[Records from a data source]
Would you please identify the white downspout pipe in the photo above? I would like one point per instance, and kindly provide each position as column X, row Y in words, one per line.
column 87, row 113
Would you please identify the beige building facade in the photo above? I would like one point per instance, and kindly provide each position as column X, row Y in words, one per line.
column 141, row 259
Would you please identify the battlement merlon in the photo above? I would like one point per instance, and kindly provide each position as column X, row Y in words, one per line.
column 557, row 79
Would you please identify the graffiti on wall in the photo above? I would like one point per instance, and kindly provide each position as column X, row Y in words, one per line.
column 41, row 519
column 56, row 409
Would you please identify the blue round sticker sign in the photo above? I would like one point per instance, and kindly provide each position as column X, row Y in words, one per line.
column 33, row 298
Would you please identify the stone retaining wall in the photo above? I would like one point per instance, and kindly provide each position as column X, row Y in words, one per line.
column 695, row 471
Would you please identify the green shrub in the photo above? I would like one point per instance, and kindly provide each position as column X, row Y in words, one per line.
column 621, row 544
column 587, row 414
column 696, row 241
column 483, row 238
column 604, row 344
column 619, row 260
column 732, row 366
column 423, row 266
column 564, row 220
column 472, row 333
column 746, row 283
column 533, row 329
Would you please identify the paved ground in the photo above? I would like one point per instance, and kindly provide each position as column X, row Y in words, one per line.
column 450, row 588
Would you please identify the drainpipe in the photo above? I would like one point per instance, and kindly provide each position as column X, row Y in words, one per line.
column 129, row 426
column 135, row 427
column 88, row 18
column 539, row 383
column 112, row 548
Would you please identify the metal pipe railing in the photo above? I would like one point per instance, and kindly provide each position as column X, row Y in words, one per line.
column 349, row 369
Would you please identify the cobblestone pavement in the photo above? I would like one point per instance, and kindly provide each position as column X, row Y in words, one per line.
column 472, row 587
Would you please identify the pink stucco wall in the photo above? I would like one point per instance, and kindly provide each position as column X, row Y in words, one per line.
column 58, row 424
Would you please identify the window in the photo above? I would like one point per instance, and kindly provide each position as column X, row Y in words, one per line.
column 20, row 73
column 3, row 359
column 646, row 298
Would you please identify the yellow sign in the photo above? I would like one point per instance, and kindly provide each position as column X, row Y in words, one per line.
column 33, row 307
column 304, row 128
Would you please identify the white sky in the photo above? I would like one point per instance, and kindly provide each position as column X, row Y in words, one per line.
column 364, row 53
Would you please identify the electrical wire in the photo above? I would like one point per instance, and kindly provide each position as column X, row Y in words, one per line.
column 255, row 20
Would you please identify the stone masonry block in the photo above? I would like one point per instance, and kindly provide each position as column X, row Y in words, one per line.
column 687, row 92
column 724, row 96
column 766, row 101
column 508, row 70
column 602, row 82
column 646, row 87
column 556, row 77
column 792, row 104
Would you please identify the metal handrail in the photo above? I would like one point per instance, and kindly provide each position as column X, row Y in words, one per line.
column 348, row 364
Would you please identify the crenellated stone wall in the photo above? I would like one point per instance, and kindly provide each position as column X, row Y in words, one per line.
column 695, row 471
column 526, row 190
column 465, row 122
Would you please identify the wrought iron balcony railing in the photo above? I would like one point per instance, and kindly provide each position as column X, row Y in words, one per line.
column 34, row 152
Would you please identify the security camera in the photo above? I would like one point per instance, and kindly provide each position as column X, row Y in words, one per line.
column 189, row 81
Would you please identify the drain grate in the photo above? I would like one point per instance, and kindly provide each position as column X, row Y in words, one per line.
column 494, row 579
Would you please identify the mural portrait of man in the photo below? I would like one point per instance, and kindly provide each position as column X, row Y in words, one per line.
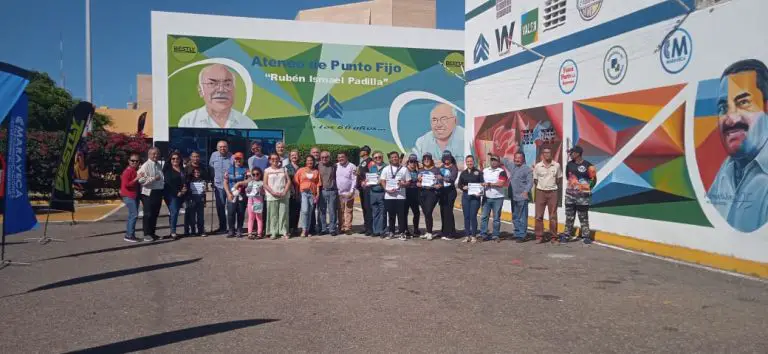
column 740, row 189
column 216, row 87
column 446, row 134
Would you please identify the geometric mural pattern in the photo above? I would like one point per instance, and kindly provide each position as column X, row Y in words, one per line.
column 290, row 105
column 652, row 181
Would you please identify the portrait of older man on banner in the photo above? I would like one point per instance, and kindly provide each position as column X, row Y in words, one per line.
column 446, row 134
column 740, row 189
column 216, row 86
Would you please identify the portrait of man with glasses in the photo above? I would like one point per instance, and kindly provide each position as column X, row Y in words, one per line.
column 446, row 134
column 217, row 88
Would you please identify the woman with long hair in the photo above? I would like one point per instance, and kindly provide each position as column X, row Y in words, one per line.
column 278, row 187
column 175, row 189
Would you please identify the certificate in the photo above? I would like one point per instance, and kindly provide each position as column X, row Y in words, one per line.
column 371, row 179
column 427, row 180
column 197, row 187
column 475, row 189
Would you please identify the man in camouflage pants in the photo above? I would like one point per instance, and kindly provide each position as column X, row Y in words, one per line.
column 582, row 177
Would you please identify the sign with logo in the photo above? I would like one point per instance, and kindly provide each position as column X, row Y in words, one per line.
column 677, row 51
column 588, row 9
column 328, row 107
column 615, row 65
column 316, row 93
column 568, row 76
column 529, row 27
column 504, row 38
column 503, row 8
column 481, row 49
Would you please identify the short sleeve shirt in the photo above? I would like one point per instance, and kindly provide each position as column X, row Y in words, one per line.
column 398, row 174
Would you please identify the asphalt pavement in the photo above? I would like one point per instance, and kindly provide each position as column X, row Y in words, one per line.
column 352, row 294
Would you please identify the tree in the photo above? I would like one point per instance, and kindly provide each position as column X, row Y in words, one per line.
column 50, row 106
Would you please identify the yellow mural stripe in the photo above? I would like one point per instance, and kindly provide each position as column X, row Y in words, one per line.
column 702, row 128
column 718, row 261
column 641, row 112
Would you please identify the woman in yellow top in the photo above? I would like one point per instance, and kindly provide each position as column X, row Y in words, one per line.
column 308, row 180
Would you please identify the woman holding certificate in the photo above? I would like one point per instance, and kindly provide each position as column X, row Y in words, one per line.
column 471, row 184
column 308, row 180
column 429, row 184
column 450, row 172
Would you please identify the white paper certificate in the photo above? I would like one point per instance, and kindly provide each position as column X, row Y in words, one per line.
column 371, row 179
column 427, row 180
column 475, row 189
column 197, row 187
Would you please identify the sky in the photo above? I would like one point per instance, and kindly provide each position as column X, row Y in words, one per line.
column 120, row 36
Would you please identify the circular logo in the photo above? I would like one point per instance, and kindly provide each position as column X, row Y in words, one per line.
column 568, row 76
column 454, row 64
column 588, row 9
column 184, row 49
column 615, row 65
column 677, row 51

---

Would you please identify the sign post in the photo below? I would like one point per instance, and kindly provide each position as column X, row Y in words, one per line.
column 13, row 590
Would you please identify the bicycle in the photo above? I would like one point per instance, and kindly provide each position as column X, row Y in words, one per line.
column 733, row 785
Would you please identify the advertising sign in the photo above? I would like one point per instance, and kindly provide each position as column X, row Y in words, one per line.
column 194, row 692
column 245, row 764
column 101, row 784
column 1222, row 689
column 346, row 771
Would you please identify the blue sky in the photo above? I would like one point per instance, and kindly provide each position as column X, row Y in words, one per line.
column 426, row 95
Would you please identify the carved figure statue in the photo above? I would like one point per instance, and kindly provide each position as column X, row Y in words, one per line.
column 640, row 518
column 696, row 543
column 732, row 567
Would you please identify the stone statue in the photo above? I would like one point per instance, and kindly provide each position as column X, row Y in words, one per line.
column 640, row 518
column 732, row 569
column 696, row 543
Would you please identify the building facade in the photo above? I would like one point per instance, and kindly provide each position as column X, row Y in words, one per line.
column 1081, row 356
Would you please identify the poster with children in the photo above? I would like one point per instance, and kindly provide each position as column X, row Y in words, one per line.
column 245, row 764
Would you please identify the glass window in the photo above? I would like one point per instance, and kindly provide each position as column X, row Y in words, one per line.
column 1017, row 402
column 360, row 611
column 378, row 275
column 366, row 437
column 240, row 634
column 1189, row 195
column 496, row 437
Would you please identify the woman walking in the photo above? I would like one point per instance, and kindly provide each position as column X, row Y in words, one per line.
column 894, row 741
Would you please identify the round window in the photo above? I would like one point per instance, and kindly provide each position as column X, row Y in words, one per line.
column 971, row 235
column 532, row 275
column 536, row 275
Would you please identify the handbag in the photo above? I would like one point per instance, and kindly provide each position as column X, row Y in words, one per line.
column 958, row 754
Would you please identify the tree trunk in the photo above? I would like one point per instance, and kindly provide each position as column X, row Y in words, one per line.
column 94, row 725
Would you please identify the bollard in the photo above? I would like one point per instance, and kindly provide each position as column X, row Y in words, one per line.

Exercise instructions. Taking the line with "Would you please identify the poster" as the first and the line with "Would you please identify the bollard" as the last, retype that stretch of the data above exactly, with no other lines.

Exercise response.
Would you please identify the poster with children in the photo above? I would like one point per instance, and kindly provide each position as column X, row Y in words, one per line.
column 245, row 764
Would you please identify the glass window in the photo above? I would like one point per instance, and kindly provide each position as column X, row Y in words, one per line.
column 1017, row 402
column 360, row 611
column 378, row 275
column 366, row 437
column 240, row 634
column 1189, row 195
column 496, row 437
Would you please identify the woman walking in the photo above? I would like one point per instance, and kindly provide each position as column X, row Y in words, one per line.
column 894, row 741
Would you please identify the round window in the photo above? I would like one point per instance, and kindly provide each position as column X, row Y in words, one per line.
column 971, row 235
column 532, row 275
column 536, row 275
Would you please identify the handbag in the photo above? I would like one point per instance, and kindly provide each position as column X, row Y in words, one per line.
column 958, row 754
Would you please identify the tree trunk in the photo above? I would like one point per instance, and kindly provide each position as column X, row Y in words, one per line.
column 94, row 725
Would you please identify the bollard in the photo above? I would like one point per instance, and kindly provide each position as column X, row Y in words, one per line.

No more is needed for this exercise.